**Work required:** How many lines in the material below contain the string "lace"? Reply with the number alone.

**Entries:**
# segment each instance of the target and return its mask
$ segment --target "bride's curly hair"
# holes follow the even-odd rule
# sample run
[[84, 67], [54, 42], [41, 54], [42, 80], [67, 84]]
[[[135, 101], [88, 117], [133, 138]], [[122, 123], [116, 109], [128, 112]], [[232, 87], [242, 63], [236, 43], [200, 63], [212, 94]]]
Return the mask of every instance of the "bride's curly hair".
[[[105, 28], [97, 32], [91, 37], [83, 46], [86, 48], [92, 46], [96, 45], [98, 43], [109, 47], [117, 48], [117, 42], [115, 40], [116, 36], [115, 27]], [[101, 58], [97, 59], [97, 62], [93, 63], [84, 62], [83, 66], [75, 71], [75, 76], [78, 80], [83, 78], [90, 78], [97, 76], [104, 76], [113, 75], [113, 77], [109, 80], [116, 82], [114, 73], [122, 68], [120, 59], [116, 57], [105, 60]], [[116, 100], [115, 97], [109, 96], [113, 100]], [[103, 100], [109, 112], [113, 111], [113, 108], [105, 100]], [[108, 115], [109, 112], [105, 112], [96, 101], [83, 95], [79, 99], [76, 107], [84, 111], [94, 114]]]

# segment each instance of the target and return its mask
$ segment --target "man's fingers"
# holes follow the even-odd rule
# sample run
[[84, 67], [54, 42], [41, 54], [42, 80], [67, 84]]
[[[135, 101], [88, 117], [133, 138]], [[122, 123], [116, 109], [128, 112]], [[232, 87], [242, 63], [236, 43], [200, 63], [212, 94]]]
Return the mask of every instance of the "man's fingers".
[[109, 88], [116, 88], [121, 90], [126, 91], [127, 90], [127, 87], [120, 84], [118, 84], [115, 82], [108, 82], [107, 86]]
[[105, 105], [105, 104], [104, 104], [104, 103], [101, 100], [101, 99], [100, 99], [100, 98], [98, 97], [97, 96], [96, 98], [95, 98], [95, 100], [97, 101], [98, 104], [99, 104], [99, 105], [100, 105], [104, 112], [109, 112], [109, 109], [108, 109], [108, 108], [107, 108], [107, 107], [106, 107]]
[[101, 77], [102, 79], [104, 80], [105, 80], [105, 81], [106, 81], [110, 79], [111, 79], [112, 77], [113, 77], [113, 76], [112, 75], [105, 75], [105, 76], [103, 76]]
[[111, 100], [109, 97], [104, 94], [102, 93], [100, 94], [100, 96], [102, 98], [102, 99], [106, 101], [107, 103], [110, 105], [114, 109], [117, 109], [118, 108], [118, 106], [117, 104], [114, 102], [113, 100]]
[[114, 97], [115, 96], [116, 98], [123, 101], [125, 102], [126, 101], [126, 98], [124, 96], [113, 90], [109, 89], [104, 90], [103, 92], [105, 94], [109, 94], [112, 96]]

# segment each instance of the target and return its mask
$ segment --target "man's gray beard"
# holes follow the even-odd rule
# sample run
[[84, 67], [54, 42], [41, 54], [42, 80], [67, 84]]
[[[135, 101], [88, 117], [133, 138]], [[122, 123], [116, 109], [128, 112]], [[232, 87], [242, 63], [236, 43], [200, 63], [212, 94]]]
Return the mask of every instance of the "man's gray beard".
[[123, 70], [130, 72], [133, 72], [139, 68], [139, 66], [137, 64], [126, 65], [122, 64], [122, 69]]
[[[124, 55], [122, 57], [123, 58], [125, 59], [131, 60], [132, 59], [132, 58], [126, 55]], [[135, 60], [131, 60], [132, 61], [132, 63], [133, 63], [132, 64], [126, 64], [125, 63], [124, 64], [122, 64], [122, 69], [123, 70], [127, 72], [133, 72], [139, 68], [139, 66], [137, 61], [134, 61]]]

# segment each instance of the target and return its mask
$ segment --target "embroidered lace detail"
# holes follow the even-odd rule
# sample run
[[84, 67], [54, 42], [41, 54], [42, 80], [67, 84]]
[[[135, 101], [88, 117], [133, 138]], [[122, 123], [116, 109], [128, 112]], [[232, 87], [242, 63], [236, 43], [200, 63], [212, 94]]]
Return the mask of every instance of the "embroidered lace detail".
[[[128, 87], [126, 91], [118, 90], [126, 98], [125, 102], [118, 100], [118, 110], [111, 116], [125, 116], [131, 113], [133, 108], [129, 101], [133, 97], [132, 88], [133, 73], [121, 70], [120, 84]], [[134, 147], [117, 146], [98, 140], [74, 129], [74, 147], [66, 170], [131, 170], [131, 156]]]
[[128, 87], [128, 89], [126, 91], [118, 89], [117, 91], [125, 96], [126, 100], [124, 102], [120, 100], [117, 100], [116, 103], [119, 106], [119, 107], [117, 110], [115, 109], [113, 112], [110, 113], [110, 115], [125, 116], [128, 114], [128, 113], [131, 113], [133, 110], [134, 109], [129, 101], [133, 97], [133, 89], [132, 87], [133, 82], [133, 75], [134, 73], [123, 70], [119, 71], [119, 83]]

**Exercise response:** 2